──────── Supplied records ────────
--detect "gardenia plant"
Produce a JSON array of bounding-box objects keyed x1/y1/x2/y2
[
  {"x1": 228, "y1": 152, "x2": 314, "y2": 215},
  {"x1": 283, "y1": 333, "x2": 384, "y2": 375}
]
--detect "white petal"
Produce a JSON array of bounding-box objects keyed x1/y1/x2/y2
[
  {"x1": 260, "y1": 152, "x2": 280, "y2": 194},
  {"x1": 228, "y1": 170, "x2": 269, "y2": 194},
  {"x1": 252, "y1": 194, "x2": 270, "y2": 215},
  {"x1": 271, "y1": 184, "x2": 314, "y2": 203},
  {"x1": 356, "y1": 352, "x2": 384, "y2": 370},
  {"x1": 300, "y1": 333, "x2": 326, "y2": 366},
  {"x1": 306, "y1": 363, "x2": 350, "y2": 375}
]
────────
Task goal
Copy out the whole listing above line for line, keeping every character unchanged.

Task output
--detect "gardenia plant"
Produce a JSON array of bounding-box objects keyed x1/y1/x2/y2
[
  {"x1": 228, "y1": 152, "x2": 314, "y2": 215},
  {"x1": 283, "y1": 333, "x2": 384, "y2": 375}
]
--detect "white petal"
Produce a JSON array of bounding-box objects keyed x1/y1/x2/y2
[
  {"x1": 260, "y1": 152, "x2": 280, "y2": 194},
  {"x1": 228, "y1": 170, "x2": 269, "y2": 194},
  {"x1": 252, "y1": 194, "x2": 270, "y2": 215},
  {"x1": 271, "y1": 184, "x2": 314, "y2": 203},
  {"x1": 356, "y1": 352, "x2": 384, "y2": 370},
  {"x1": 300, "y1": 333, "x2": 326, "y2": 366},
  {"x1": 306, "y1": 363, "x2": 350, "y2": 375}
]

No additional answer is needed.